[Object pointing dataset rows]
☆ ☆ ☆ ☆ ☆ ☆ ☆

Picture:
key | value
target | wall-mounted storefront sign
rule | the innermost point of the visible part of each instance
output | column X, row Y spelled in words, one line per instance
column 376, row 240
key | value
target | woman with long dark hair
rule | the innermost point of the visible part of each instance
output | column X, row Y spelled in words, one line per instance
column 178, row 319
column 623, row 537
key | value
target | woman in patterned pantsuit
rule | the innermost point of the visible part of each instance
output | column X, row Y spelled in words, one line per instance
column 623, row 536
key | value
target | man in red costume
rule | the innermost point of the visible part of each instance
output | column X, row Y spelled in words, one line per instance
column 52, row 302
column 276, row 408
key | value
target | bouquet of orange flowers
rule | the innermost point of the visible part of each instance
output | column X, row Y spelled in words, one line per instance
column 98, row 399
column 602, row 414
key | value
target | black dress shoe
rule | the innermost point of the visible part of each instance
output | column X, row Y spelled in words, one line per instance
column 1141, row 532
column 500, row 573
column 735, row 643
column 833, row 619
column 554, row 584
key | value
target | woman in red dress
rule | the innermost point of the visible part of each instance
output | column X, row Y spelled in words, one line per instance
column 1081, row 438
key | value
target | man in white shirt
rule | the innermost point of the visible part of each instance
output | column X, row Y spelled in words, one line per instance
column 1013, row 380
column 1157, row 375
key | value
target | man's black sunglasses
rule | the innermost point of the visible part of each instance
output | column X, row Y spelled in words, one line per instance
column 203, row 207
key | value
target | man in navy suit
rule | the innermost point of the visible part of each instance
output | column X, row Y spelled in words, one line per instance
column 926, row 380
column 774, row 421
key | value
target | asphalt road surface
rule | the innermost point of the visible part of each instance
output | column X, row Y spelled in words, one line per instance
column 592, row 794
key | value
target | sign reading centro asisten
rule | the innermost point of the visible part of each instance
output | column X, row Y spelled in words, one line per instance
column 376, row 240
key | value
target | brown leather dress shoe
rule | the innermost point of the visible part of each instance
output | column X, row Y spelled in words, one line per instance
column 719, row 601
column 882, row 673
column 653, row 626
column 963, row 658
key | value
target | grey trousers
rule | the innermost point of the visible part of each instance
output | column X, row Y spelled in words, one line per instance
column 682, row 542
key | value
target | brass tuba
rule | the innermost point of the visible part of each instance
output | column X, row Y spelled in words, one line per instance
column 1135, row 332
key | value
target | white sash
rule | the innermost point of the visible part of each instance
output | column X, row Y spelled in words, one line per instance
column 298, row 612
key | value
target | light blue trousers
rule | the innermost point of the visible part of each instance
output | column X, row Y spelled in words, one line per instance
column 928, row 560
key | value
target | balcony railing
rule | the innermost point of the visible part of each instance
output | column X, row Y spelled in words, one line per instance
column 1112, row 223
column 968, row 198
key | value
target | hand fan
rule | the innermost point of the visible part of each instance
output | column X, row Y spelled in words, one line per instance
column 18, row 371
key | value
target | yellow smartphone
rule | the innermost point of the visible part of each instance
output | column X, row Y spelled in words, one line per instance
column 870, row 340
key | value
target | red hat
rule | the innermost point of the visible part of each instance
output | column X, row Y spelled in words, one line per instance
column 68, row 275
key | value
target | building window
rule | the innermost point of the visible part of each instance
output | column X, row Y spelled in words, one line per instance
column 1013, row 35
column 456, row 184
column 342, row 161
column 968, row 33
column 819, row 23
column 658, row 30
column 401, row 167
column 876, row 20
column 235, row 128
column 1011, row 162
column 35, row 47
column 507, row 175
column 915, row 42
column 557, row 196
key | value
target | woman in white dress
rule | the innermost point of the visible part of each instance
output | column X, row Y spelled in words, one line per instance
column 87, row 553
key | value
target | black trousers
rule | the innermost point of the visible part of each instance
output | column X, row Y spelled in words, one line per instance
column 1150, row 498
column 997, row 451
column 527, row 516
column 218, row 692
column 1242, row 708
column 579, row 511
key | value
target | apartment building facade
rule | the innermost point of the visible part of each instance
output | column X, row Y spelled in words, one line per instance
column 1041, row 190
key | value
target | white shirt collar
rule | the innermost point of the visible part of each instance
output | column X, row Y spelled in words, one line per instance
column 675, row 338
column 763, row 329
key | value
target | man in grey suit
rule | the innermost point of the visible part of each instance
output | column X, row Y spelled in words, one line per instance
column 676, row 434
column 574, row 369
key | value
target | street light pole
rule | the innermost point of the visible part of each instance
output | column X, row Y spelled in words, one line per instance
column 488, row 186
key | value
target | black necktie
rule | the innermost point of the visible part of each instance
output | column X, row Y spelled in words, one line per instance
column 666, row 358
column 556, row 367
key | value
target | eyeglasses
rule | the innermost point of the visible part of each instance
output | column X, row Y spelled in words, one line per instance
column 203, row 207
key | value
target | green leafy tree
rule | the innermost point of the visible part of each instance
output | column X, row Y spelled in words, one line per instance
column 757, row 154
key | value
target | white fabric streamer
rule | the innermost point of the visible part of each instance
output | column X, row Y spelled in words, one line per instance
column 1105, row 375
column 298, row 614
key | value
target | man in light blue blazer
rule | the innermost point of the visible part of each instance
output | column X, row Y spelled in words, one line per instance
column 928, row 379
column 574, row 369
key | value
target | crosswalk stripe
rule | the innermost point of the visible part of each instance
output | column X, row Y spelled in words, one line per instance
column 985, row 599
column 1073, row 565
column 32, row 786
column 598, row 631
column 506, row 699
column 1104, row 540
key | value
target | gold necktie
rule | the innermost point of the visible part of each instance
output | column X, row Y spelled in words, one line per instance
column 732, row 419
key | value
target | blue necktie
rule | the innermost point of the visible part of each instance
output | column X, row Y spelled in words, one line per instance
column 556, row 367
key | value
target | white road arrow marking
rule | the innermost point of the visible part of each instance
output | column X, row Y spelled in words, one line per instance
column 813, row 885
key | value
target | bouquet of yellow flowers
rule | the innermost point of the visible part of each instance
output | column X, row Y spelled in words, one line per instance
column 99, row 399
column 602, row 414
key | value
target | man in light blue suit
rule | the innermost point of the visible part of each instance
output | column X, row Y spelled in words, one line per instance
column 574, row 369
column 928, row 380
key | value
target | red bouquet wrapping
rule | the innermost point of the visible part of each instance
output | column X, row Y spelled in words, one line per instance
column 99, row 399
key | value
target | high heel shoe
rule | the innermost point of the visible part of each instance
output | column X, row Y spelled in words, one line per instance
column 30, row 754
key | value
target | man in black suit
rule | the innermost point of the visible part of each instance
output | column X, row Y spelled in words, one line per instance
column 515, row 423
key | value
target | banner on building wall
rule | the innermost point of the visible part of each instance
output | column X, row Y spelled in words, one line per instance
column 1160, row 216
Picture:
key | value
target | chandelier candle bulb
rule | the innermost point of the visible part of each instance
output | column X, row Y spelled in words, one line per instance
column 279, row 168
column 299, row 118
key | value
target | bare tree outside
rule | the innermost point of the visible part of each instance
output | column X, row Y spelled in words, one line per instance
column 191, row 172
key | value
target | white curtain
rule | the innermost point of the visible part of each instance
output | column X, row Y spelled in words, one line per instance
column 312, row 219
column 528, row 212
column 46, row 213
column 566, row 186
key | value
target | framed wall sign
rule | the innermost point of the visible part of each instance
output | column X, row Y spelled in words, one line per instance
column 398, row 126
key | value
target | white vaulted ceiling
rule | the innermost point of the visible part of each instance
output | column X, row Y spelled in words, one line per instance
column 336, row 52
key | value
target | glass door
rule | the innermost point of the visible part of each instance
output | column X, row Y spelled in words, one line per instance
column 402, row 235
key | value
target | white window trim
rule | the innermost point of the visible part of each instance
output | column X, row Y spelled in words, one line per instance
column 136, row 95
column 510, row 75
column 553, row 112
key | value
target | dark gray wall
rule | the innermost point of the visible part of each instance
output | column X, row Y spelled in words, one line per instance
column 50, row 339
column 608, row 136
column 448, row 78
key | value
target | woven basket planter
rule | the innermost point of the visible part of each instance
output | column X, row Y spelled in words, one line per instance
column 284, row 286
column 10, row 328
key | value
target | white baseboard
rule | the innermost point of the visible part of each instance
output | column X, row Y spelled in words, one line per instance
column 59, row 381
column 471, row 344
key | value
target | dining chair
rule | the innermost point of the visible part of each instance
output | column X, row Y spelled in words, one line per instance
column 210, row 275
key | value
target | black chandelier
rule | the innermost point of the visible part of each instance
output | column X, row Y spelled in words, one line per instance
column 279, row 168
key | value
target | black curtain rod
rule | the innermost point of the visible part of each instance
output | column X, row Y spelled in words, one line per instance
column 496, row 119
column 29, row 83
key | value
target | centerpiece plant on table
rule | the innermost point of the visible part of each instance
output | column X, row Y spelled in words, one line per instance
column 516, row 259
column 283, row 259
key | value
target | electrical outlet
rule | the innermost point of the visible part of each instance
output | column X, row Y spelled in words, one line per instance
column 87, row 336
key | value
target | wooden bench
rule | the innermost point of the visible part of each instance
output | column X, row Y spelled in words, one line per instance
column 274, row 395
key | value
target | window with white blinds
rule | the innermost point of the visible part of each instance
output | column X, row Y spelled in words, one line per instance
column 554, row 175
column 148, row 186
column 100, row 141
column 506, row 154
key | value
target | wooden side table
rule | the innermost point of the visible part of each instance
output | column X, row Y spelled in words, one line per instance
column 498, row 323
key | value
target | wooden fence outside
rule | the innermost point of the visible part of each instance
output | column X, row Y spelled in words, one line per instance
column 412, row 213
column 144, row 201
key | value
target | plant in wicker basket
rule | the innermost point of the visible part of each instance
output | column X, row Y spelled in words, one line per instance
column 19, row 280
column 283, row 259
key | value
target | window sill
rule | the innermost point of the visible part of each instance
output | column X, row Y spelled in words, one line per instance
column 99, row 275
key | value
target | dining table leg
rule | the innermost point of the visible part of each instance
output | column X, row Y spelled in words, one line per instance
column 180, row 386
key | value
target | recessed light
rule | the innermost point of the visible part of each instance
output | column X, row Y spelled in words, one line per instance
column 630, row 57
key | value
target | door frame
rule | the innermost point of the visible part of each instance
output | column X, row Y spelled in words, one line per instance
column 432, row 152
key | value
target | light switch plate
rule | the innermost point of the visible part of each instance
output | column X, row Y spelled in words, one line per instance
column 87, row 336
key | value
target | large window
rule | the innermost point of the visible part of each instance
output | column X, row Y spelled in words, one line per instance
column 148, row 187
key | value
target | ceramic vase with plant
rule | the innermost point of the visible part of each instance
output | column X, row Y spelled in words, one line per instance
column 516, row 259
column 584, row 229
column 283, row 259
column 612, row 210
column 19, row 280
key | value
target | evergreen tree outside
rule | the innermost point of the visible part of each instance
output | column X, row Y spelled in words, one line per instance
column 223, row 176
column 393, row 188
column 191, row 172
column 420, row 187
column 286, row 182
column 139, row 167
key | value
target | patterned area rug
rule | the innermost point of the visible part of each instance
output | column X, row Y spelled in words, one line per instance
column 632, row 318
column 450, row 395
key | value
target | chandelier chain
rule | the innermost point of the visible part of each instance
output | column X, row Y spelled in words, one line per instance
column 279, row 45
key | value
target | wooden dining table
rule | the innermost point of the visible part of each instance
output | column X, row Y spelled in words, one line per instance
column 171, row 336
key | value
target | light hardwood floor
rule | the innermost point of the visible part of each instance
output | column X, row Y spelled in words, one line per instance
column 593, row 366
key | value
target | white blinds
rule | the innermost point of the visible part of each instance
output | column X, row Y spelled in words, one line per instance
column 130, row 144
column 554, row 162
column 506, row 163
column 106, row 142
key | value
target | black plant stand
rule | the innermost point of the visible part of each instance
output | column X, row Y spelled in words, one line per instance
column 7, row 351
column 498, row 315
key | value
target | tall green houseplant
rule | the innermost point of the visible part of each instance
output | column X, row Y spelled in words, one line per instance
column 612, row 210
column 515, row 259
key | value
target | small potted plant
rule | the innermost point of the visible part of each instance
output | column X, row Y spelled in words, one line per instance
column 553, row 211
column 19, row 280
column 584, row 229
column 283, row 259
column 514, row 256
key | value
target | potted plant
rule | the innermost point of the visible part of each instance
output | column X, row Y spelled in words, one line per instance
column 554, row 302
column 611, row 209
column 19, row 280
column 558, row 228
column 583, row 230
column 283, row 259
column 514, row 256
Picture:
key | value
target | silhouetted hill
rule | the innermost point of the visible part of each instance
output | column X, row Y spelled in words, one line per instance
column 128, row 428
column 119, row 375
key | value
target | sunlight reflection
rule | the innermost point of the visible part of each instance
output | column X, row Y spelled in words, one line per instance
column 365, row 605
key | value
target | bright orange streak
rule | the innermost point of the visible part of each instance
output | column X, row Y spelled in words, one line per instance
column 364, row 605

☆ ☆ ☆ ☆ ☆ ☆ ☆

GOAL
Repeat the listing from its first line through the line containing "column 623, row 537", including both ends.

TASK SOLUTION
Picture:
key | value
target | wall-mounted storefront sign
rule | the innermost point of the visible part of each instance
output | column X, row Y spelled in words, one line per instance
column 376, row 240
key | value
target | woman with long dark hair
rule | the innermost point of the visible part of each instance
output | column X, row Y spelled in words, one line per instance
column 178, row 319
column 623, row 537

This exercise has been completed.